**Exercise directions**
Update the material below by replacing every occurrence of "tuples" with "pairs", keeping everything else the same. Omit the pictures from your answer.

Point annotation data
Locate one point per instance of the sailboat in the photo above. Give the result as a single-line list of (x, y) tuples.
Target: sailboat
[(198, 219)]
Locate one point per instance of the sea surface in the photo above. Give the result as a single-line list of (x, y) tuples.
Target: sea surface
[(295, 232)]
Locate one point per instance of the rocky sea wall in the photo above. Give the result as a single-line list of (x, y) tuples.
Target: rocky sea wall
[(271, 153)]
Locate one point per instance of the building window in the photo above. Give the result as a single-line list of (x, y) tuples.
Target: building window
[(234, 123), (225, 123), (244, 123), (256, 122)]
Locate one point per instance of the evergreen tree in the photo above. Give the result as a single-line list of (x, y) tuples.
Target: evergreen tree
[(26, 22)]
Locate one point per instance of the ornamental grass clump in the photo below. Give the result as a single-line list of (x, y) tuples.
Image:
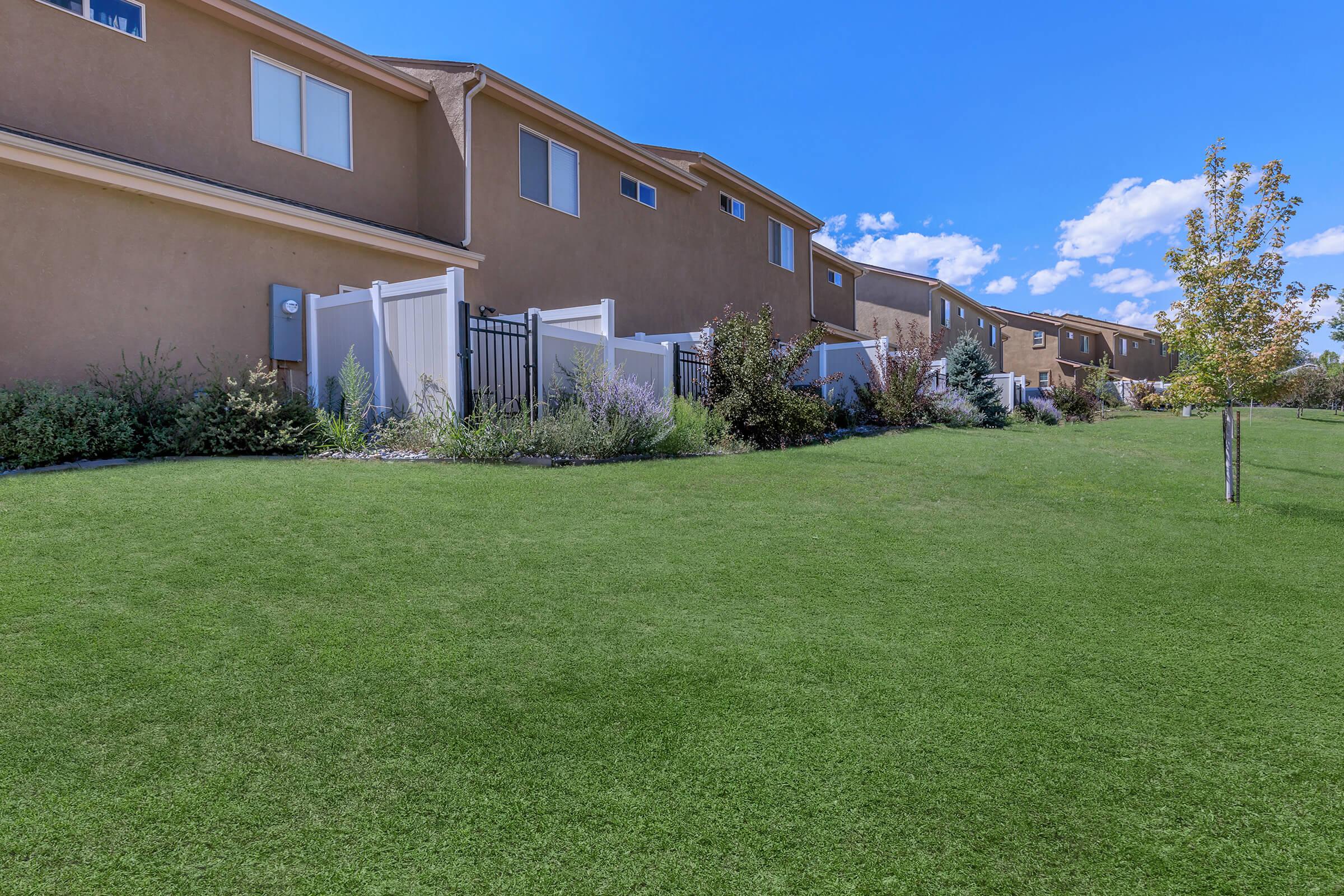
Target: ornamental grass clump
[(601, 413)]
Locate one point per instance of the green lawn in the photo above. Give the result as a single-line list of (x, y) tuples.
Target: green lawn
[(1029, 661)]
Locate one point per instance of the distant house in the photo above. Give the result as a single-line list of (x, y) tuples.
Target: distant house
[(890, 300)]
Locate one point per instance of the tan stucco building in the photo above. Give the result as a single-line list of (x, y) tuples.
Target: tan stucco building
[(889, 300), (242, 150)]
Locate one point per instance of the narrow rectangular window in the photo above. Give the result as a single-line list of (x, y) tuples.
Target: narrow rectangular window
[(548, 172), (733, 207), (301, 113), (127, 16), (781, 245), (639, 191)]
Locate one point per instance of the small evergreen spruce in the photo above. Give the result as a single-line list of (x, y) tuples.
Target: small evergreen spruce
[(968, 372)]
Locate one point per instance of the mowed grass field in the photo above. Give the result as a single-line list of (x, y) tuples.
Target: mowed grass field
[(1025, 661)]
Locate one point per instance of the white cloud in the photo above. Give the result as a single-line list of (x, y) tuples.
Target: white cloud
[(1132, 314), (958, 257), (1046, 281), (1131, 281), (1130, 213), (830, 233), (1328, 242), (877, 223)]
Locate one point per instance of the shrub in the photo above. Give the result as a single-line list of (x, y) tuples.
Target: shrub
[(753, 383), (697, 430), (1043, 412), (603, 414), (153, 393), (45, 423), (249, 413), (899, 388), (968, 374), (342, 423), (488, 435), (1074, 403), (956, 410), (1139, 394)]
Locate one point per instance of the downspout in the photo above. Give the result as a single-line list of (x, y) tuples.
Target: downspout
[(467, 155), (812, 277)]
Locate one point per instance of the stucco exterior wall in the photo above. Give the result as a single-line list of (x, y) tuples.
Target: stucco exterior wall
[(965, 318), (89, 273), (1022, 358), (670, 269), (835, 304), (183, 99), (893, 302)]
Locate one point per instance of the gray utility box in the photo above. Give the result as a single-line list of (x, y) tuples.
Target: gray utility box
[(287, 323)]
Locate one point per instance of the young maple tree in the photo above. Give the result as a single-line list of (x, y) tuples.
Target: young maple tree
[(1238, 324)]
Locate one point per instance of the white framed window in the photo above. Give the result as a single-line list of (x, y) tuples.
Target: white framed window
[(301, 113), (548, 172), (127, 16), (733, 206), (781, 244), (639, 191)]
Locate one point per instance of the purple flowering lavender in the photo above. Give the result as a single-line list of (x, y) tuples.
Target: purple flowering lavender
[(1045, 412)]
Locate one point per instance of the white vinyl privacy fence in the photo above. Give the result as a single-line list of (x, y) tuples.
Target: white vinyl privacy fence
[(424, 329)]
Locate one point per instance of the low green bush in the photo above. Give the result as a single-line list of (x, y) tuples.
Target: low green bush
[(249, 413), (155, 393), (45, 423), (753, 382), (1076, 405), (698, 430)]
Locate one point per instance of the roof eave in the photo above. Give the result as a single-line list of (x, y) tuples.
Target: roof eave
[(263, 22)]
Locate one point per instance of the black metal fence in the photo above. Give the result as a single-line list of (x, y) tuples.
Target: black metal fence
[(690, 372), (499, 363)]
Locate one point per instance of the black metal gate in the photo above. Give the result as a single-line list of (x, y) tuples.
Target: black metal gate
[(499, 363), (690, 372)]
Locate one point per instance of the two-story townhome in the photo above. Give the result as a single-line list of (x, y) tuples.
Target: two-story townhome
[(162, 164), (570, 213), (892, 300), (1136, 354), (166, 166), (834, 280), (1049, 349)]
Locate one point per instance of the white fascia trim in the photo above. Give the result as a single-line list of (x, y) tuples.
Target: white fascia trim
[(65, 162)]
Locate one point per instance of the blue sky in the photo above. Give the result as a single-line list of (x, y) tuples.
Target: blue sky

**Completed exercise**
Locate one point per instance of the sailboat in the photo above. Give the result as a single-line list of (x, y) pairs.
Target: sailboat
[(198, 219)]
Locate one point per instance of the sea surface in the photo above. Give the result as a single-line list of (x, y) pairs.
Target: sea surface
[(295, 232)]
Locate one point per instance of the rocky sea wall in the photo above. Give the result as a single-line list of (x, y) pairs.
Target: rocky sea wall
[(271, 153)]
Locate one point per instance of the building window in the photo above. Give the result as a single-line list of (x, y) pairs.
Target: building window
[(234, 123), (225, 123), (244, 123), (256, 122)]
Locate one point per instance of the evergreen tree in the photo above. Give the result as a single-line list of (x, y) pairs.
Target: evergreen tree
[(26, 22)]
Locate one point per instance of the ornamental grass clump in the photo below. Give the result as a single-line list of (x, y) pairs.
Image:
Target: ornamental grass clump
[(601, 413)]
Locate one point per instance of the green lawn in the photo above. Give the result as a single-line list of (x, y) pairs.
Target: green lawn
[(1029, 661)]
Locate one point per instance of the distant house in the photo above. Give the result as a single-line list of (x, y) pairs.
Target: distant house
[(890, 300)]
Locate one point per instance of the tan stucco building in the photo above. Give the result as a single-line list of (x, y) pairs.
Target: tan stucco building
[(889, 300), (242, 150)]
Locate one point per instance of the narrow rectangular window in the photo above. Give the result as a single-line list of (x, y) pairs.
Target: narrow rectangular window
[(548, 172), (733, 207), (301, 113), (127, 16), (781, 245), (639, 191)]
Locate one point per instance of the small evergreen spruce in the photo above. Give the result as a single-line list of (x, y) pairs.
Target: small evergreen spruce
[(968, 372)]
Locate one point per instance of the mowed grass field in the photo above. Give the result as a single-line list of (x, y) pairs.
Target: mowed grass field
[(1025, 661)]
Locate one point per instance of the white cloud in the photo above. Give the result as a single-line list of (x, y) pairs.
Target: white cloud
[(1132, 314), (958, 257), (1046, 281), (1131, 281), (1130, 213), (830, 233), (1328, 242), (877, 223)]
Locate one point per instance of the shrub in the photo above. Give the result as a single-line list of (x, y) pairs.
Target: shrub
[(753, 383), (697, 430), (1043, 412), (603, 414), (153, 393), (45, 423), (249, 413), (899, 388), (968, 374), (342, 423), (488, 435), (1074, 403), (956, 410), (1139, 394)]
Locate one point per instance of the downspout in the photo above. Give the result as a single-line list of (x, y) pairs.
Target: downspout
[(467, 155), (812, 277)]
Locate one point per instance of the stucco exterior wall in the photo above. Give the result as a single-line list of (x, y) pairs.
Target: stucco exterior wall
[(965, 318), (89, 273), (1022, 358), (670, 269), (835, 304), (183, 99), (893, 302)]
Locate one point per instance of the gray utility box in the photo above. Give the result as a single-line list of (x, y) pairs.
Target: gray utility box
[(287, 323)]
Locate one point per instance of the young maple tree in the photo above. Give the result as a single-line list of (x, y) pairs.
Target: young maple tree
[(1238, 324)]
Locate one point per instance of the white framed window in the photo above. Give the result as a single-line list of (x, y) pairs.
Target: white framed window
[(301, 113), (548, 172), (127, 16), (733, 206), (781, 244), (639, 191)]
Locate one point per instance of the purple flowering lavender in the photo above. Give the result as a single-line list of (x, y) pairs.
Target: purple flowering lavender
[(1045, 412)]
Locate one point per instance of the white vinyl privacy fence in the photo above. Give the result as a single-line list of (x, y) pairs.
Target: white vinyl privacy fence
[(424, 329)]
Locate one point per instance of the low green bush in the photo above. Give the result as a single-line list of (x, y) pairs.
Target: low green bush
[(249, 413), (155, 393), (45, 423), (753, 382), (1076, 405), (698, 430)]
Locate one point per instance of the roof eave in the photo above. Give the result as a single-line list of (x, y) pairs.
Target: roof eave
[(263, 22)]
Locate one point per instance of the black metal fence in the photo above. Give the result as a single-line list of (x, y) pairs.
Target: black metal fence
[(690, 372), (499, 363)]
Locate one point per instance of the black metal gate in the photo above. Give the result as a single-line list of (x, y) pairs.
Target: black metal gate
[(499, 363), (690, 372)]
Locate one point per instance of the two-story townhome in the photo above. Give the result as a single-line list of (x, y) pairs.
Target: two-story townhome
[(162, 164), (570, 213), (892, 300), (1136, 354), (166, 166), (834, 280), (1049, 349)]
Locate one point per instance of the white fascia trim in the photo above. Give the result as a single-line list of (x, y) pairs.
Target: white fascia trim
[(65, 162)]
Locate one point per instance of the blue sky in the photo above. Give the result as a single-line list of (x, y) pairs.
Target: blue sky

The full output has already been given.